Work item → The entries below hold a line with "Target: white ceiling" and a line with "Target: wrought iron baluster". Return those lines and all that lie between them, exactly and only.

Extracted information →

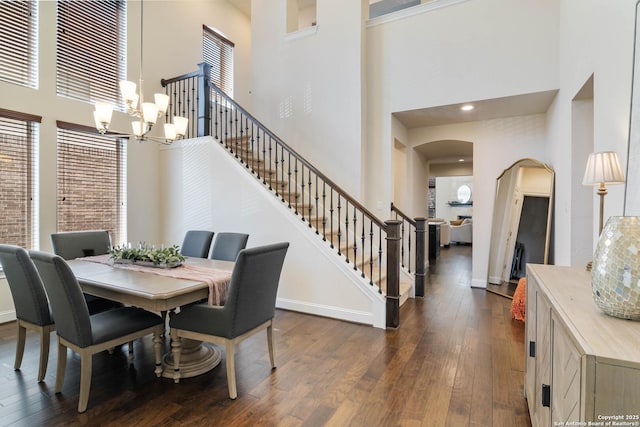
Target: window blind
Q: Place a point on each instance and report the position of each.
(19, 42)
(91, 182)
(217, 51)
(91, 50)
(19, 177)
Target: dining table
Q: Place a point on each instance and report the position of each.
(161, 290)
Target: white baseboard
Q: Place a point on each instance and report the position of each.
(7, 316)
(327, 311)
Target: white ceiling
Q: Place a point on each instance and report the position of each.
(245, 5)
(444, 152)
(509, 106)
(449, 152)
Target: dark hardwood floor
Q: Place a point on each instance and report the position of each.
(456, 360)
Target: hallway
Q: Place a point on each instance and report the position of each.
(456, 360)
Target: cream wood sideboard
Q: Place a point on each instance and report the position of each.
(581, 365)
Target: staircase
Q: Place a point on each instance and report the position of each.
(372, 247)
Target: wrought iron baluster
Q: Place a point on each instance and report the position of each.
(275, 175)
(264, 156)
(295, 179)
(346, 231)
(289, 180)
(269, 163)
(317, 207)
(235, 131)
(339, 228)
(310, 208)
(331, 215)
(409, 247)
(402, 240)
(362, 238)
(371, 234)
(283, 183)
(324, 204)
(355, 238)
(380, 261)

Exercise response →
Target: white ceiling
Q: Place a point on each instance and report the position of each.
(245, 5)
(444, 152)
(509, 106)
(449, 152)
Target: dark hardwood floor
Q: Place a point on each instance and report the position of each.
(456, 360)
Target: hallway
Q: Place a point on each instance and report the position of each.
(456, 360)
Target: cream wood sideboard
Q: Place a point on each instance and report the position of each.
(581, 365)
Target: staircase
Q: Place a point on each instance and report the position of each.
(372, 247)
Target: wrought iron baluster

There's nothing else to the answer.